Segment Start: Available records
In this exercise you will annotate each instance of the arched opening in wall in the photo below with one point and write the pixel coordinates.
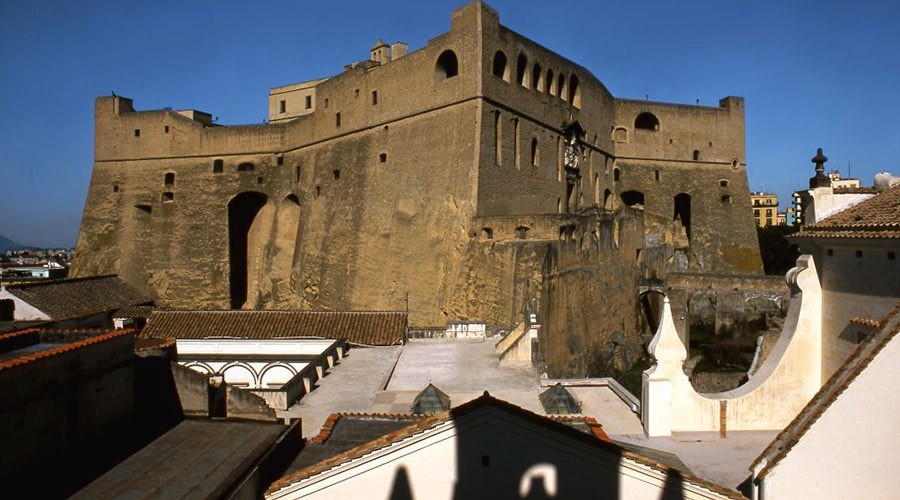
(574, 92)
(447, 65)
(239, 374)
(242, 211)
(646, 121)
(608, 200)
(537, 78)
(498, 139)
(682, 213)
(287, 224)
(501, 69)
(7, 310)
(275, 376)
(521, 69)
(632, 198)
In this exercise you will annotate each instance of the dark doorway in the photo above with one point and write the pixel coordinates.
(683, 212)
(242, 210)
Segment End: Available records
Segment Start: Available records
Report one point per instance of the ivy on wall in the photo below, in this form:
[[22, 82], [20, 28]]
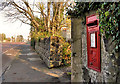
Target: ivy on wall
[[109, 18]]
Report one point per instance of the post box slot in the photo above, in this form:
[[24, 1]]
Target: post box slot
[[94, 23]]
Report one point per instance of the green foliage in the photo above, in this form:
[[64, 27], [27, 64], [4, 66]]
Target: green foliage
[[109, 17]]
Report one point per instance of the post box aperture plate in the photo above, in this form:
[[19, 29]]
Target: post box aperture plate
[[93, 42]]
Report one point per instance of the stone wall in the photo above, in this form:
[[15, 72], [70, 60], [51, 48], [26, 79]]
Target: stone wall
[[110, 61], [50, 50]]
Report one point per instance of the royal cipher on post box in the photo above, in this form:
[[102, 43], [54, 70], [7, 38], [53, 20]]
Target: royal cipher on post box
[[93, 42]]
Segment End: Available records
State the count of lines in the data holding the word "form", adding nothing to it.

6